++++ Given information

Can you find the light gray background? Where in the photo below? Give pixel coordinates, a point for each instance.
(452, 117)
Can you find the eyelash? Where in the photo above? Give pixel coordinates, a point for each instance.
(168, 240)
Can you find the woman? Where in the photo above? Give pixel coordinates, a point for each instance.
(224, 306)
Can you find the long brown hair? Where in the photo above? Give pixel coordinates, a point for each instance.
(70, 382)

++++++++
++++ Given information

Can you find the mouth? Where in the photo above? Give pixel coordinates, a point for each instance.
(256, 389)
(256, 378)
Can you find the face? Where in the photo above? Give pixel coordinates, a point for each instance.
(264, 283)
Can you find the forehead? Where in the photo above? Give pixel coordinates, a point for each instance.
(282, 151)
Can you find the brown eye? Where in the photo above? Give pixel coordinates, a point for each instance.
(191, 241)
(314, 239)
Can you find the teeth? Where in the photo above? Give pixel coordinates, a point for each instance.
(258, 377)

++++++++

■ **Work to do**:
Please pick out each line of the records above that contains the word "brown" and copy those lines out in full. Case counts when matching.

■ **Answer for this exercise**:
Can you find the long brown hair? Where in the photo above? Give pixel coordinates, a point for each instance.
Can you find the brown eye? Where in the photo above? Give pixel coordinates, a point for each instance.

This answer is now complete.